It has already been shown by Alard & Lupton (1998) that nearly optimal results ( $\chi^2/{\rm Dof}$ = 1.05) can be achieved within small sub-areas of crowded fields. This of course breaks down as the area is enlarged, since kernel variations are no longer negligible. Comparable results should be achievable but for somewhat larger regions if a variable kernel solution is used.

We test this assumption by extracting 2 larger sub-areas ( $256 \times
256$) from the fields already used in Alard & Lupton (1998), and making image subtraction with constant and variable kernel solutions. The results are shown in Figs. 7 and 8. The constant kernel solution achieved only $\chi^2/{\rm Dof}$ = 1.19, with numerous systematic residuals near the edges of the field. In contrast the subtracted image achieved with a variable kernel ( $\chi^2/{\rm Dof}$ = 1.04) is very close to the $\chi ^2$ obtained with constant kernel solution for a smaller sub-area ( $128 \times 256$). This analysis demonstrates the ability of the new method to deal with kernel variations in crowded-field images. It is certainly useful in this case, since larger areas and thus slightly more robust and reliable results can be obtained in crowded fields. Furthermore the ability to deal with kernel variations is absolutely essential when one has to deal with fields having a low density of bright objects. This is often the case for supernovae searches, Cepheid surveys in other galaxies, and for monitoring of gravitational lenses. Thus the method has many important applications. An example can be found in the analysis of a series of images of the Huchra Lens gravitational lens (Wozniak et al. 1998, 2000).

---*---

● Set task a:
Print the part of the image subtraction passage that begins at the words "It has already" and stops after the words "solution is used.".

---*---

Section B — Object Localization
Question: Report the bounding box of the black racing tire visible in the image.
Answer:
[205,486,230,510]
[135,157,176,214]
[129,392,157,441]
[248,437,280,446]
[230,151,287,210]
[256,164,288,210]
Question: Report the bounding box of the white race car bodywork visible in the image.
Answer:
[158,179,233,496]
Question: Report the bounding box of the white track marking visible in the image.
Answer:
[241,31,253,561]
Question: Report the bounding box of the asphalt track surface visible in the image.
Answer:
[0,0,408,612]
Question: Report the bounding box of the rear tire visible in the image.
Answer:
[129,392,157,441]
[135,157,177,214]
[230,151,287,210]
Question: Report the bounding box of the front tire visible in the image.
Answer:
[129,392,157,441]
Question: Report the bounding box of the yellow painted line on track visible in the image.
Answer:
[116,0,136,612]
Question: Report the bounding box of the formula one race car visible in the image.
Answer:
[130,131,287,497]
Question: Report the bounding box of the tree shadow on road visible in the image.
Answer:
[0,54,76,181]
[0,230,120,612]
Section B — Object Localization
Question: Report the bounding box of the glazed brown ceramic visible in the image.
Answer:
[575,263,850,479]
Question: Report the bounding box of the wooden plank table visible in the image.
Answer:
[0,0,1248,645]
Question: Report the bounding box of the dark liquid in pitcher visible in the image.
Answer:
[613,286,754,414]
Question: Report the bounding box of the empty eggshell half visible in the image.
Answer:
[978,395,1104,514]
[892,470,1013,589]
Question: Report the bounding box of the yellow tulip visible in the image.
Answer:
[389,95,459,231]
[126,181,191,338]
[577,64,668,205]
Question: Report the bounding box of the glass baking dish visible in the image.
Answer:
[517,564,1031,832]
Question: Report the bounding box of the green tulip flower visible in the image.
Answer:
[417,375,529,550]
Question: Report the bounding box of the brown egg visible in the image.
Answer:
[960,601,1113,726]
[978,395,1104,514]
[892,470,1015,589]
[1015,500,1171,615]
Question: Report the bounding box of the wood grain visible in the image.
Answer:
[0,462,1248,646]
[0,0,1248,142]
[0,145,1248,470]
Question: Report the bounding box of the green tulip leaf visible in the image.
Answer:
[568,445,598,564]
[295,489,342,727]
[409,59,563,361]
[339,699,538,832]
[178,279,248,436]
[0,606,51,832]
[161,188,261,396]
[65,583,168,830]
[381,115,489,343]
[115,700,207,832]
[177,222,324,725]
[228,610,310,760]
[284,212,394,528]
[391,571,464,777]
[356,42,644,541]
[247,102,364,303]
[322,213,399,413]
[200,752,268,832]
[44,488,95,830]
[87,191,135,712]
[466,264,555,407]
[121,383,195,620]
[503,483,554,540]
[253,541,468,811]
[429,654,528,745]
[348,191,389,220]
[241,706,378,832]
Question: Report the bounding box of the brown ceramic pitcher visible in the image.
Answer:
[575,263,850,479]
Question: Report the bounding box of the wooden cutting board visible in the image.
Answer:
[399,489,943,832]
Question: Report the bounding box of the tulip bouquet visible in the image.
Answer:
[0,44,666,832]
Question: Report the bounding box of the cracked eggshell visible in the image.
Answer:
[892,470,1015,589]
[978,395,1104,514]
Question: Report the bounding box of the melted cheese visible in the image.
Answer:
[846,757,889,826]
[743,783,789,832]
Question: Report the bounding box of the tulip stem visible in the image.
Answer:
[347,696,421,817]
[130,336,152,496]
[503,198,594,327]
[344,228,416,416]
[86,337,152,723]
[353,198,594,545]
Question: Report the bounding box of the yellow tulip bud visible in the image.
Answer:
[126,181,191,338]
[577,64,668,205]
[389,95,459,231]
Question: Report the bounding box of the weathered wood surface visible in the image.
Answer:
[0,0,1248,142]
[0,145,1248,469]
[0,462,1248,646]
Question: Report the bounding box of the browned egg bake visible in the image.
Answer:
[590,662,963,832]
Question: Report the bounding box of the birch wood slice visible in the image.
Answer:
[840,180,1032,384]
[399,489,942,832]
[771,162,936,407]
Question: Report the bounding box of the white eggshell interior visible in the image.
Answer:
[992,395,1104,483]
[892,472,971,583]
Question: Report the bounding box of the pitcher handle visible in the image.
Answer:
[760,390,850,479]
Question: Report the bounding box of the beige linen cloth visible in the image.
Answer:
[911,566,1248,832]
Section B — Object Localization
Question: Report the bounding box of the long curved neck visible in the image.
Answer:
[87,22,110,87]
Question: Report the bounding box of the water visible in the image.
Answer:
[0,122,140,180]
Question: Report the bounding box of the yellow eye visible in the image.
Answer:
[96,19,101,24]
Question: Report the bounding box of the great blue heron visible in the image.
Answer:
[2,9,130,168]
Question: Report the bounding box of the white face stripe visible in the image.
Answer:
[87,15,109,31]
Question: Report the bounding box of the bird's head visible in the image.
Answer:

---*---

● Set task b:
Render the lines of the rows above as a JSON list of strings, one string per line with blank lines left out, beginning at the line that has "Question: Report the bounding box of the beige" and stopping after the line that has "[2,9,130,168]".

● Task output a:
It has already been shown by Alard & Lupton (1998) that nearly optimal results ( $\chi^2/{\rm Dof}$ = 1.05) can be achieved within small sub-areas of crowded fields. This of course breaks down as the area is enlarged, since kernel variations are no longer negligible. Comparable results should be achievable but for somewhat larger regions if a variable kernel solution is used.

● Task output b:
[
  "Question: Report the bounding box of the beige linen cloth visible in the image.",
  "Answer:",
  "[911,566,1248,832]",
  "Section B — Object Localization",
  "Question: Report the bounding box of the long curved neck visible in the image.",
  "Answer:",
  "[87,22,110,87]",
  "Question: Report the bounding box of the water visible in the image.",
  "Answer:",
  "[0,122,140,180]",
  "Question: Report the bounding box of the yellow eye visible in the image.",
  "Answer:",
  "[96,19,101,24]",
  "Question: Report the bounding box of the great blue heron visible in the image.",
  "Answer:",
  "[2,9,130,168]"
]